§ **The problem**
Return each line of the entries that holds the string "instance".

§ **Records provided**
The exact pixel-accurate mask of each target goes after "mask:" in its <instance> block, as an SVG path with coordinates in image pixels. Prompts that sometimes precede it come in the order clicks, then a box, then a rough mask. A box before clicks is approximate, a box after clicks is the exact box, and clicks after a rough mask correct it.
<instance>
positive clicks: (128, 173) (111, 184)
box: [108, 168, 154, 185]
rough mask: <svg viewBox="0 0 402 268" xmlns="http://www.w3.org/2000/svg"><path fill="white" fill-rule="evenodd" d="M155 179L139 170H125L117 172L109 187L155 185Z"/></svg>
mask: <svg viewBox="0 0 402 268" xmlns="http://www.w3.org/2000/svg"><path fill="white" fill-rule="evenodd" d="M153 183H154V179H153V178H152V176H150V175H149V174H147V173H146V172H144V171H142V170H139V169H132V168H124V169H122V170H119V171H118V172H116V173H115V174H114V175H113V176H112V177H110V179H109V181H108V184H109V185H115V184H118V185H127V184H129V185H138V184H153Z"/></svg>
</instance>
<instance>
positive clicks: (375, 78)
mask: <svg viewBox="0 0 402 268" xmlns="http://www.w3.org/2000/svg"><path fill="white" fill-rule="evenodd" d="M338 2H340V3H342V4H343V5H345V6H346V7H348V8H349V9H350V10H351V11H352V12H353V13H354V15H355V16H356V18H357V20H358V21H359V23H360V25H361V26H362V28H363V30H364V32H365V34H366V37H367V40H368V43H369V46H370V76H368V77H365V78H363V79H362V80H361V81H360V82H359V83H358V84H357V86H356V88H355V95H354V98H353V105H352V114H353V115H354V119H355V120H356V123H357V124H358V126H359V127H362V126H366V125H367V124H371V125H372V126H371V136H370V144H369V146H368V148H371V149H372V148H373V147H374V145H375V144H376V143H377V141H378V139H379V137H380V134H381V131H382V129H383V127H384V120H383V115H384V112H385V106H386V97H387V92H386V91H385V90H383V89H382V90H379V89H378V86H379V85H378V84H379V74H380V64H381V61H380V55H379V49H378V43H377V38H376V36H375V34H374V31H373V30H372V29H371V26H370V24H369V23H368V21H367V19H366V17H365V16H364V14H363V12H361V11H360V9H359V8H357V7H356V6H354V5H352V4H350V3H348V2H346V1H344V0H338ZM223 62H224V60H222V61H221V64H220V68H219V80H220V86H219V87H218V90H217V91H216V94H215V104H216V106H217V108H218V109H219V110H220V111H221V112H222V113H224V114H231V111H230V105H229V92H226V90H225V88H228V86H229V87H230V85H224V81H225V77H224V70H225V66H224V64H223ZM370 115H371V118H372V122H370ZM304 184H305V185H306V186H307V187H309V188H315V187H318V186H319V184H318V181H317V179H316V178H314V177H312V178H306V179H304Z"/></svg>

§ **Result for this task**
The exact pixel-accurate mask of each target goes after "mask:" in its <instance> block, as an SVG path with coordinates in image pixels. Prompts that sometimes precede it come in the order clicks, then a box, then a rough mask. A box before clicks is approximate, a box after clicks is the exact box, and clicks after a rough mask correct it.
<instance>
</instance>
<instance>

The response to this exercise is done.